-- Task inputs start --

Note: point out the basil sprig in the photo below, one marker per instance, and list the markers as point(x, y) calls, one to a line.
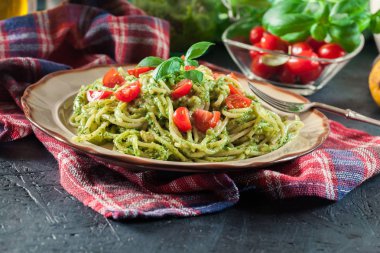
point(172, 66)
point(337, 21)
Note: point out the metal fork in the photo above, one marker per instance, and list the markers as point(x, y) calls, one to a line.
point(303, 107)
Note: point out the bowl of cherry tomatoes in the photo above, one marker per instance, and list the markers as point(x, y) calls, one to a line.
point(303, 67)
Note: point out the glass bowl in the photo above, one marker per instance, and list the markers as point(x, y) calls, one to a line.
point(236, 40)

-- Task inputs end --

• _Problem requirements_
Format all of the items above as a numbered list with no blank lines, and leave the pictures out.

• _Solution to this exercise_
1. Note: point out the basil sprig in the photo below, one marker per instance, and list the markers as point(x, y) calls, one to a line.
2. point(172, 66)
3. point(337, 21)
4. Note: point out the metal fork in the photo above, one marker per instance, and list the markers as point(x, y) calls, one to a line.
5. point(303, 107)
6. Note: point out the bowl of cherry tomatoes in the photo above, one marker per instance, and list the markers as point(x, y) calls, one to a line.
7. point(303, 67)
8. Note: point out the glass bowl in the photo above, one marker per instance, and list the markers as point(x, y) calls, one to a line.
9. point(236, 40)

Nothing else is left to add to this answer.